Records from a data source
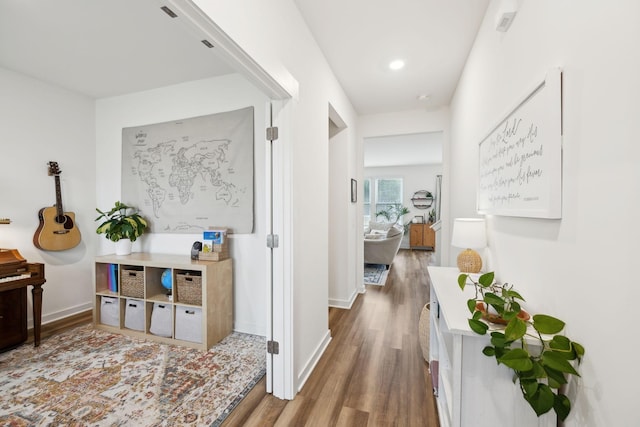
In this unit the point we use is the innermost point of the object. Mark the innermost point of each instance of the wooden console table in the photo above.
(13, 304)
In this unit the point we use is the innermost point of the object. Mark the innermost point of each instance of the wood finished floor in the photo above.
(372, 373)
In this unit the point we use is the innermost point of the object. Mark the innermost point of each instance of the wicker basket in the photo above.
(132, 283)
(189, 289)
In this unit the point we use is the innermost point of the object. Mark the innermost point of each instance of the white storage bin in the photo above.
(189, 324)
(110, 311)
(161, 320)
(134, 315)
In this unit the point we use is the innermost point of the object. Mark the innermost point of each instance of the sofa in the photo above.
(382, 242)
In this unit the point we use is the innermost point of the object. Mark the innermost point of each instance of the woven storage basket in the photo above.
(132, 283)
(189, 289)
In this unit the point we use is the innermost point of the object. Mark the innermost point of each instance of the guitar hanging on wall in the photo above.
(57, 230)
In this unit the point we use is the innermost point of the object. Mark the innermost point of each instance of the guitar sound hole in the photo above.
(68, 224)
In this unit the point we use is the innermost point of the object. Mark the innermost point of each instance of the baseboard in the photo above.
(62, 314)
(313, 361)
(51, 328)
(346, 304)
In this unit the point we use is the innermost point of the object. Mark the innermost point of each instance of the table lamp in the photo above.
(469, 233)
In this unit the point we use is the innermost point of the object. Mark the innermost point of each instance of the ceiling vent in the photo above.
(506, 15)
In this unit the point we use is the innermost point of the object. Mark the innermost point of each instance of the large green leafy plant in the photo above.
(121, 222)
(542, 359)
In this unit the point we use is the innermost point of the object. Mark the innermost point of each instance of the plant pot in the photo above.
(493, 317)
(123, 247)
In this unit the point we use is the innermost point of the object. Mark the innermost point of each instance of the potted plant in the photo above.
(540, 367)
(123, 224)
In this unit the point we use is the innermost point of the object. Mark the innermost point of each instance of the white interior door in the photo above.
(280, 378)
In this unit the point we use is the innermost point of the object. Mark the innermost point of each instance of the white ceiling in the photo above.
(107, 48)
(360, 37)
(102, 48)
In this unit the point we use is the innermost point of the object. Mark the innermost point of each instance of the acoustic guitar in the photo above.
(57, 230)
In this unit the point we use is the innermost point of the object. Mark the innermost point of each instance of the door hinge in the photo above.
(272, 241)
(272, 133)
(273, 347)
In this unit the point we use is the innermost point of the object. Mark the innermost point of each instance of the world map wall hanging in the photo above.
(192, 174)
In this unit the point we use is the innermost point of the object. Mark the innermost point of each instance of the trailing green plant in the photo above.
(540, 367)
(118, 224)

--

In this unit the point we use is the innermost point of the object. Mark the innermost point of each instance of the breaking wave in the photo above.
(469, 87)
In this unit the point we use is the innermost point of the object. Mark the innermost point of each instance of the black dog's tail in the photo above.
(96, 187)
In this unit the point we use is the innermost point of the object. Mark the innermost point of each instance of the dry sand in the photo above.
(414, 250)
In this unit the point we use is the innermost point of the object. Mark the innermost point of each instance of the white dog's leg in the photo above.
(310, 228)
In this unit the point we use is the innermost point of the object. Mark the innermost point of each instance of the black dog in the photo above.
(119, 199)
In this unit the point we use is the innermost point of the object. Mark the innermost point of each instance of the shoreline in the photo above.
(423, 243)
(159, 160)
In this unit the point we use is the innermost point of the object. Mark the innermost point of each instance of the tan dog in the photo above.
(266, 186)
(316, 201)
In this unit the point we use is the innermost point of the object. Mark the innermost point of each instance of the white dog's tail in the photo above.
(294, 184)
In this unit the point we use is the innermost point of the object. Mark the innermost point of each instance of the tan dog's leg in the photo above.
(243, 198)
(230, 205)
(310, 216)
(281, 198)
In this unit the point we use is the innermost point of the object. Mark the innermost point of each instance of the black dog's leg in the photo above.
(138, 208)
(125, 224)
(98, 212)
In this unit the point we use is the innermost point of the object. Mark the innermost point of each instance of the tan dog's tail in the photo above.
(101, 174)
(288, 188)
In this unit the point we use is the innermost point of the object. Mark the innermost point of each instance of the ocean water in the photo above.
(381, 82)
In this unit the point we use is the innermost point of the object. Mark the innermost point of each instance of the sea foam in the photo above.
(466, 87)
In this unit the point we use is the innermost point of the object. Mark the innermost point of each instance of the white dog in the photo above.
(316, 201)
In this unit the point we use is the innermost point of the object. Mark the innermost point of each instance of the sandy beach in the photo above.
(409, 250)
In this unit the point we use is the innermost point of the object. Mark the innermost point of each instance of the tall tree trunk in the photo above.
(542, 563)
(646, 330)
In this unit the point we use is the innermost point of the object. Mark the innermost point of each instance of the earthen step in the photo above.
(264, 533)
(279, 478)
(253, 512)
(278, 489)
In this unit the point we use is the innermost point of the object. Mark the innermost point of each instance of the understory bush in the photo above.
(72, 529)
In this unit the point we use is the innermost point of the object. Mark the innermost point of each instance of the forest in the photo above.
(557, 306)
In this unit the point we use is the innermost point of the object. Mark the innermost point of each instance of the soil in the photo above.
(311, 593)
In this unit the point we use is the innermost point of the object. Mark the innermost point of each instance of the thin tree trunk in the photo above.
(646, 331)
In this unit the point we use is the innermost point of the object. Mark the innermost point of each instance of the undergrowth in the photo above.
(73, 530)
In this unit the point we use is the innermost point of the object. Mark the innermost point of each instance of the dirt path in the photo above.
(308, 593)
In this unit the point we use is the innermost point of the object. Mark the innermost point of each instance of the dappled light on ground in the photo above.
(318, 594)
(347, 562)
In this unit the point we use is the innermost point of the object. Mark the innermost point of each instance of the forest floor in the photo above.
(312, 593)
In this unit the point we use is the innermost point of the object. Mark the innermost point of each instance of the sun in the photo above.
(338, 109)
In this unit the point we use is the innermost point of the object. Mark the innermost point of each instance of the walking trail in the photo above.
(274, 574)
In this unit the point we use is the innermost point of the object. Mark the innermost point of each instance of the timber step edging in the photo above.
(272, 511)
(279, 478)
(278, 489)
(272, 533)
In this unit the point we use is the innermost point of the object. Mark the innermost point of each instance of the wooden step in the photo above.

==

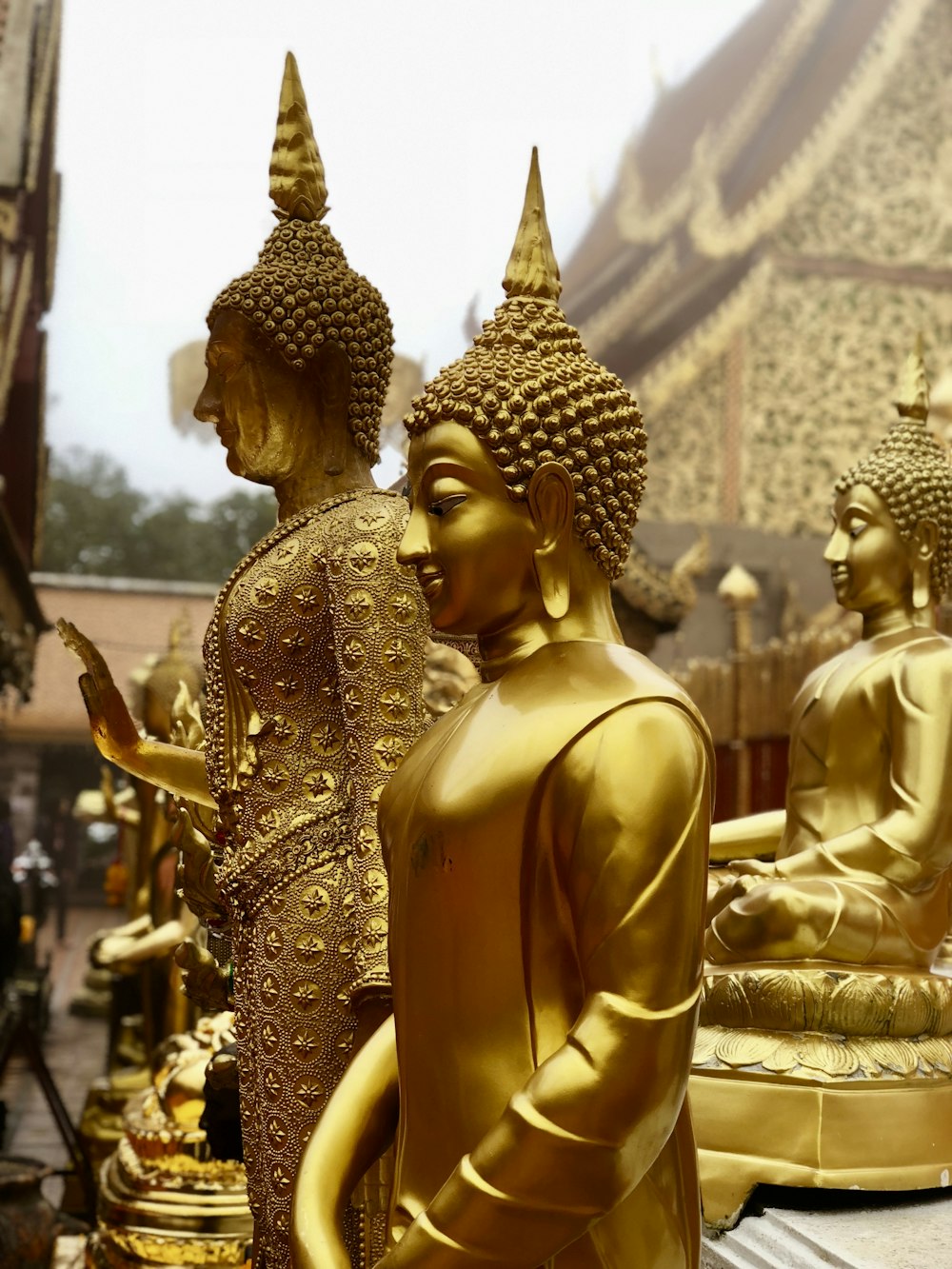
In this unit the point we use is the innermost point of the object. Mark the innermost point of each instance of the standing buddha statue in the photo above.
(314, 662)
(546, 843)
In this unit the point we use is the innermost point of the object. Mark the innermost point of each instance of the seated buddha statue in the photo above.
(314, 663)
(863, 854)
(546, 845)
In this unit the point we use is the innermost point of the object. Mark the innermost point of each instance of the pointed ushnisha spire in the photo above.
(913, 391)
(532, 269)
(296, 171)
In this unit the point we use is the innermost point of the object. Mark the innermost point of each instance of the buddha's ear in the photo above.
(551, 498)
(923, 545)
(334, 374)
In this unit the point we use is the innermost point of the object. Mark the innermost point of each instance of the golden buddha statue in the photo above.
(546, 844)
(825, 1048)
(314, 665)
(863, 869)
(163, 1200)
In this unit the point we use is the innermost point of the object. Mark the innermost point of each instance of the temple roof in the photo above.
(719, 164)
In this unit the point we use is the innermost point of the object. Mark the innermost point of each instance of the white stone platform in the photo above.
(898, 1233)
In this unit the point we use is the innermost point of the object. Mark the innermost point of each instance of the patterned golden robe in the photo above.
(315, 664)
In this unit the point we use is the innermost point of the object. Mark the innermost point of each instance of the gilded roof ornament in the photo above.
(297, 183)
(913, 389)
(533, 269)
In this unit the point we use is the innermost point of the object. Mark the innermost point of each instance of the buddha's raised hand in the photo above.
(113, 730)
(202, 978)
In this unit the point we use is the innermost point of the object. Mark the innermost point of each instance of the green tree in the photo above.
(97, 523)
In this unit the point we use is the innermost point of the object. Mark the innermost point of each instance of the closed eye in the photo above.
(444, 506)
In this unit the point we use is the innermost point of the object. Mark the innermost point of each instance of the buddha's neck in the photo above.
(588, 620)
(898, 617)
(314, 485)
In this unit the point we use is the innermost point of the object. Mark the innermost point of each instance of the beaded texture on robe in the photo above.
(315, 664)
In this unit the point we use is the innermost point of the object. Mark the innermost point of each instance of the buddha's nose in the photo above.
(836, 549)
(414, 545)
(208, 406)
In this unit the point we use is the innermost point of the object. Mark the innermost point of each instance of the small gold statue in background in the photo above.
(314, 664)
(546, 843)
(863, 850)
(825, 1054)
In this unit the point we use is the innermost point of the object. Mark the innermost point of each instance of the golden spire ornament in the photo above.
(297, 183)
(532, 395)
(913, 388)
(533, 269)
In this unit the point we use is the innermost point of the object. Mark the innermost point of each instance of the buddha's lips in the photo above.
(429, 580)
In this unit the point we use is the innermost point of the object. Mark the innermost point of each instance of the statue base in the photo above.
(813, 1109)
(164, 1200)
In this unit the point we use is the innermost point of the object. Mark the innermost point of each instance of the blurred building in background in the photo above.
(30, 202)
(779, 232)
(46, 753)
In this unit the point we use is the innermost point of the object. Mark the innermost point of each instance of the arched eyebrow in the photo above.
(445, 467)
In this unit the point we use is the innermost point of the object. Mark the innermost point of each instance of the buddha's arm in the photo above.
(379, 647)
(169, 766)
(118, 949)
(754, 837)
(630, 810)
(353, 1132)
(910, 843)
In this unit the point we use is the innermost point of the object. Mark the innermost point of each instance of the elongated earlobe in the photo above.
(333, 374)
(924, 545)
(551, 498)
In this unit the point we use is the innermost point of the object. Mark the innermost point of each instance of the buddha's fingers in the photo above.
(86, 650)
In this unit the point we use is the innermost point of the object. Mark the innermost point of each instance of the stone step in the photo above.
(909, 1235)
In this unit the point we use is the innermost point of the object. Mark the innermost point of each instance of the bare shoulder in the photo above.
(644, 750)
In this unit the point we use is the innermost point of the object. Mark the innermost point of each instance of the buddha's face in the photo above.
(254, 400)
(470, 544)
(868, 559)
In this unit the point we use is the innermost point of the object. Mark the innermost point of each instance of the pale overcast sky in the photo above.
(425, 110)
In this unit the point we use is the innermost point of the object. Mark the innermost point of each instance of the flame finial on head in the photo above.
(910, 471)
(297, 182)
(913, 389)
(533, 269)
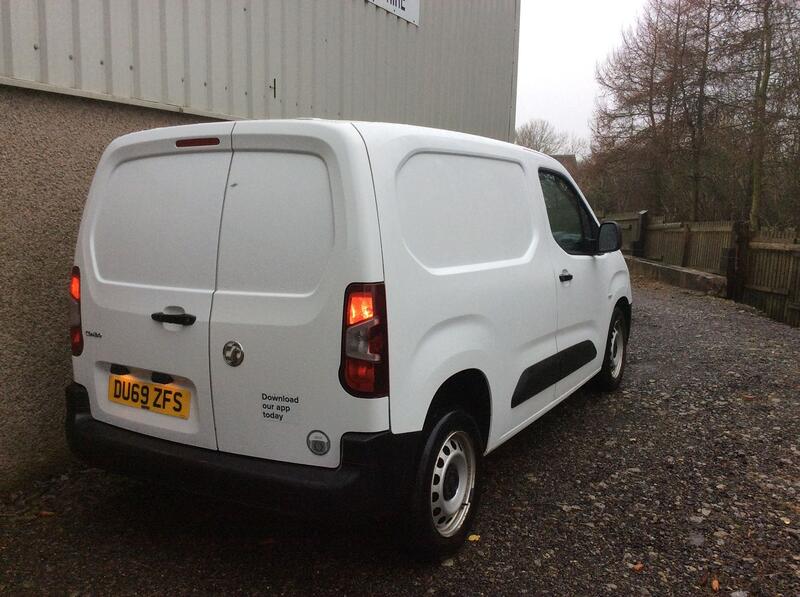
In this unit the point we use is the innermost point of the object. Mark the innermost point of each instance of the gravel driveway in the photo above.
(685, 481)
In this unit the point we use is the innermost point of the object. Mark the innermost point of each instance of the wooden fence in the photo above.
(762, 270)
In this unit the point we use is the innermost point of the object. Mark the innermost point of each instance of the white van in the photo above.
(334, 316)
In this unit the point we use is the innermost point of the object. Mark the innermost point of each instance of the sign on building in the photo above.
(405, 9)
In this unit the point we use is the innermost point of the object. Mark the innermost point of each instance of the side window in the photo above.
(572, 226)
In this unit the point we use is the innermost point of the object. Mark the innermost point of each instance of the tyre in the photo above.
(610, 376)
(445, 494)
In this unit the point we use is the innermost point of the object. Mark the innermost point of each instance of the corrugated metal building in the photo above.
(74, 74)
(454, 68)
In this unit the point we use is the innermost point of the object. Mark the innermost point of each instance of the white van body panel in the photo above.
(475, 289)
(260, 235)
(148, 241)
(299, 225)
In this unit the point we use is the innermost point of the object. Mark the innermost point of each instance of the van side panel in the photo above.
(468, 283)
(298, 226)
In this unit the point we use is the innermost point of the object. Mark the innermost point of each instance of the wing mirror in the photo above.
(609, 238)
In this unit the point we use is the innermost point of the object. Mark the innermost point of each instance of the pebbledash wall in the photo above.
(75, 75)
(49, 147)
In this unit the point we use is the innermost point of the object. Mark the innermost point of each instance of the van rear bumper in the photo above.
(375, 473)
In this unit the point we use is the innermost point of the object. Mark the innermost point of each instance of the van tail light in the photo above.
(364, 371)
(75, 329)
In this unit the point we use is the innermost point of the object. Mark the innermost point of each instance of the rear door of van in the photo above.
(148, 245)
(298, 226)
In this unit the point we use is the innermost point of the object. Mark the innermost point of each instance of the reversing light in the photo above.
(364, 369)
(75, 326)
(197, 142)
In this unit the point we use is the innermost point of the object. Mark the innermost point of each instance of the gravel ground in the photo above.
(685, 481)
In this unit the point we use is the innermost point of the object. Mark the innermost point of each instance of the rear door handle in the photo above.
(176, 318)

Exercise requirements: Copy everything in the listing from the line containing "roof in the photo above." down to the line containing "(825, 1054)", both included, and keep the request lines. Offset each answer coordinate by adding 37 to it.

Exercise result:
In this unit the point we use is the innermost point of the object. Mark the innermost point of each instance of the temple roof in the photo above.
(756, 201)
In this unit the point we use is the innermost point of the object. Mark the innermost point of each instance of the white stone platform in the photo above.
(935, 1270)
In this unit the point we use is the innermost point of the object. Mark the innermost point of each instance of the patterned golden robe in the photo above.
(352, 701)
In this unit the point we use is the innermost point of the object. Mark the innermost point of each instance of the gilded roof ornament in the photo above.
(334, 220)
(950, 426)
(570, 306)
In this unit the point we use is the innermost point of the object. Mark the innermost point of each instance of the buddha's raised hand in the photo above.
(150, 767)
(239, 1015)
In this unit the point we use is the innermost point of the object. Mark the innermost point of each instance of the green tree in the photo above.
(134, 560)
In this unit the point we use is the innermost point of the object. Mark the innermost point of each instance of the closed eye in the photo above.
(481, 543)
In this unit the point we use is the innermost point of the object. Mark the innermost point of each instance of the buddha's neck in the photo above.
(625, 657)
(935, 654)
(351, 522)
In this unit the point we use is the innermost point of the object. Mark the innermost point of each instance of the beaded texture on robe in the photo above.
(352, 701)
In this unit the point we use is the innermost point of the object. Mark the innermost point of each instance of the buddha's nose in the photo above.
(873, 586)
(451, 582)
(245, 443)
In this unit the point we use is the innermost point of the object. Mark the innermost point of each instance of the small gold statue in background in the photo above.
(351, 701)
(583, 880)
(900, 887)
(862, 1091)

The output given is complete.